__Given task__
Could you copy every line of the records below word for word, leaving out the pictures?

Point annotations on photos
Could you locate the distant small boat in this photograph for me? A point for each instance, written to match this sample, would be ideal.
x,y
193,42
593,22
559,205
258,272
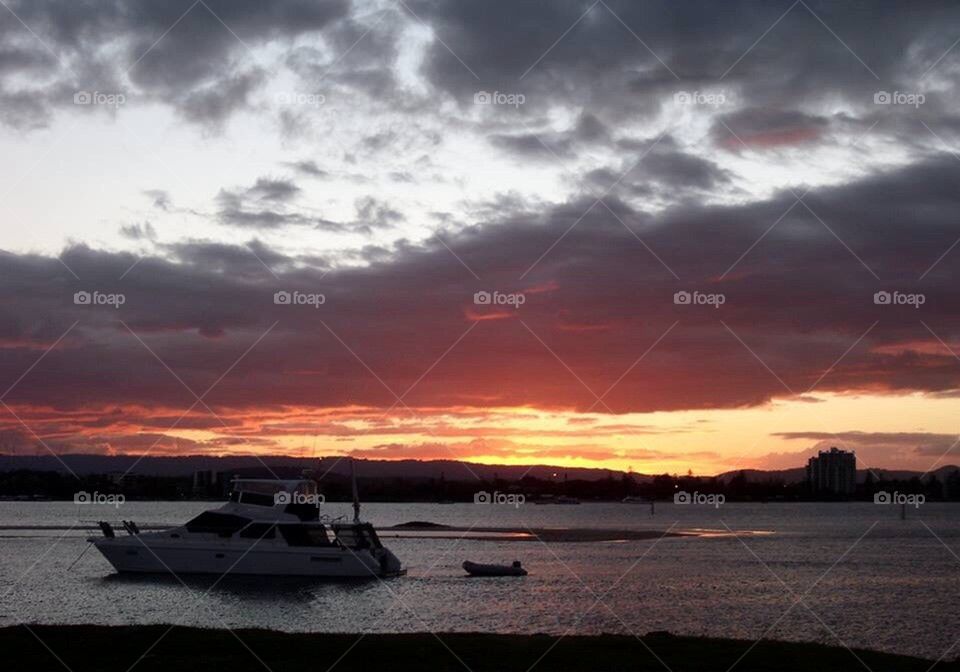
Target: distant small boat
x,y
476,569
559,499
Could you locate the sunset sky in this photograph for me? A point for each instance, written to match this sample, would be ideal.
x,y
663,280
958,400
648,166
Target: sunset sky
x,y
590,166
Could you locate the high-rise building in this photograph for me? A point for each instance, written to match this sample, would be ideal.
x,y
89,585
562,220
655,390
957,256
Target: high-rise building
x,y
833,471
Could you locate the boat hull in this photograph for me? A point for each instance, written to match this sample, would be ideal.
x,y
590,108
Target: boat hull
x,y
137,554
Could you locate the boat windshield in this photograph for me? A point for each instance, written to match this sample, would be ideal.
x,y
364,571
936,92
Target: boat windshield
x,y
305,535
358,536
222,524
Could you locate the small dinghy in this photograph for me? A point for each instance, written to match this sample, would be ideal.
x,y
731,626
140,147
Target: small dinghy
x,y
476,569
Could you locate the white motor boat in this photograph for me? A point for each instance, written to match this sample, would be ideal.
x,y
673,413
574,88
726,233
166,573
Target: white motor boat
x,y
269,527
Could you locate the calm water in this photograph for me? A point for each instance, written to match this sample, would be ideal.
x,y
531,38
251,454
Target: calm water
x,y
896,589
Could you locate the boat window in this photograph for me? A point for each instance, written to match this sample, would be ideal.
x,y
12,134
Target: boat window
x,y
223,524
305,535
259,531
257,498
358,536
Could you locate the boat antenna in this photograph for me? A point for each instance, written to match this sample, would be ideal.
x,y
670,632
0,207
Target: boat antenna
x,y
356,497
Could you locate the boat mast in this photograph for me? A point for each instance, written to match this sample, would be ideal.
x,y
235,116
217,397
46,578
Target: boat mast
x,y
356,497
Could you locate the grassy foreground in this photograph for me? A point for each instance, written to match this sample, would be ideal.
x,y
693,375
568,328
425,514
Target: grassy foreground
x,y
105,649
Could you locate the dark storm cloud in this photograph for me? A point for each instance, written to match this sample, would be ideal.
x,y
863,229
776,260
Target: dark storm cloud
x,y
798,300
196,60
516,47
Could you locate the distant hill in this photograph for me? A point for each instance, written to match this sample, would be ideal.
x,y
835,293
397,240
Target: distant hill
x,y
798,474
286,466
451,470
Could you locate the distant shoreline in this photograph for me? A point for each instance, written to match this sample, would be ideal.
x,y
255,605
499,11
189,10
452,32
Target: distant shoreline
x,y
107,649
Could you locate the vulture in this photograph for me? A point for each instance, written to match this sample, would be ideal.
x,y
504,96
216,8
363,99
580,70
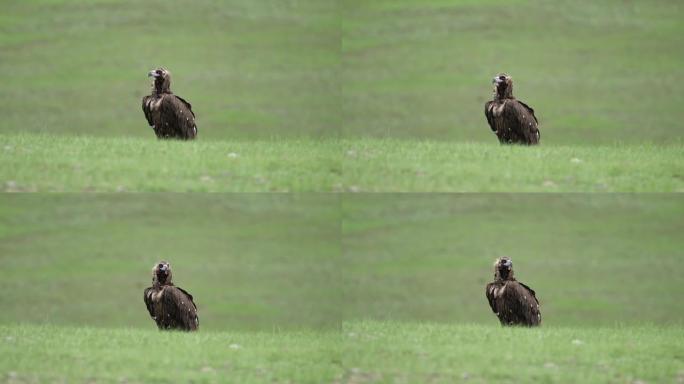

__Problem solution__
Could you locate the distant small boat in this photograph for me? A point for each instance, written to match this sample, would be ideal.
x,y
193,42
593,22
559,205
258,272
Target: distant small boat
x,y
476,569
559,499
Could you locate the sunset sky in this photograph for me? A point for each instance, written to match this sample, would be ideal.
x,y
663,280
958,400
648,166
Target: sunset sky
x,y
590,166
Could you locate the high-rise building in this photograph for me? A point for each instance, written to match this sample, would be ideal.
x,y
89,585
562,220
655,390
957,256
Target: high-rise building
x,y
833,471
Could you locate the boat hull in this photograph for me? A point for each instance, written to match this sample, would be ideal.
x,y
590,108
Target: boat hull
x,y
137,554
Could you locate the boat windshield in this photograph for me? A point for each instance, written to match this sample, would be ideal.
x,y
364,571
936,92
Target: boat windshield
x,y
305,535
358,536
222,524
Could you locate the small dinghy in this photograph for me? A point for each instance, written to match this sample, would be ideal.
x,y
731,626
140,147
Target: small dinghy
x,y
476,569
Could you locate the white motor boat in this photograph for me? A point for each instance, written to match this sample, would be ideal.
x,y
673,413
574,88
726,233
166,573
Target: white motor boat
x,y
269,527
Could you locate the calm water in this photograph for me? A point for each instance, written to match this sample, would be ideal.
x,y
531,38
251,454
Target: calm water
x,y
896,589
Could you locate the boat window in this photograph for me? A point for each instance, written to match this sample, would be ideal.
x,y
12,134
Target: boat window
x,y
223,524
305,535
259,531
257,498
358,536
Could you locate the boat antenna in this photograph for me? A point for each instance, written to match this sample, would be ideal.
x,y
670,632
0,207
Target: boat antenna
x,y
356,497
Could you locate the boat mast in this photograph for me? A point for each instance, written to match this sample, would be ideal.
x,y
235,116
217,397
46,578
Target: boat mast
x,y
356,497
Could you locate the grassy foreground in this photograph for me? A point for each instance, written to match this sample, would be ideal.
x,y
693,375
568,328
425,514
Target: grassy foreground
x,y
105,649
Could you locate the dark storm cloud in this photograph for me? A point for each instance, written to match this sample, would be ideal.
x,y
863,229
776,260
Target: dark storm cloud
x,y
798,300
196,60
516,47
Could you locate the distant hill in this photograph for me? A point for each instance, written to match this sample, would be ideal.
x,y
835,293
397,240
Target: distant hill
x,y
798,474
286,466
451,470
Could you locate the distant shoreline in this photograph for me? A point for each instance, written to match this sample, would be ideal.
x,y
255,605
499,11
189,10
452,32
Target: distant shoreline
x,y
107,649
Could you locate the vulture in this photograph for me? A point for each instance, written to match this sample, would be ideal.
x,y
504,96
216,8
363,99
580,70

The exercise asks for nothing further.